Exercise prompt.
Reproduce the listing below with every "donkey's ear" switched to "mule's ear" and all other text unchanged. Leave the pictures out.

--

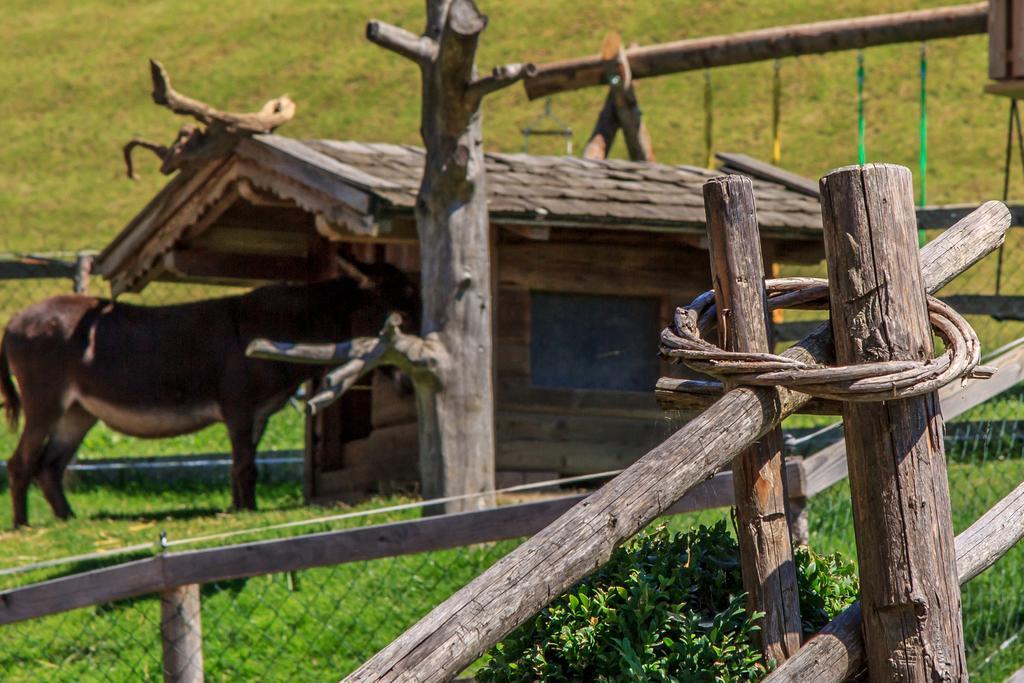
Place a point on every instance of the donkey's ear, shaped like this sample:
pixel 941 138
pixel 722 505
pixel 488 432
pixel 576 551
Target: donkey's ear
pixel 351 269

--

Result for this exercise.
Place a point on every instance of the mule's ear, shaped like this sample:
pixel 941 138
pixel 722 505
pixel 488 432
pixel 576 551
Target: mule's ear
pixel 351 269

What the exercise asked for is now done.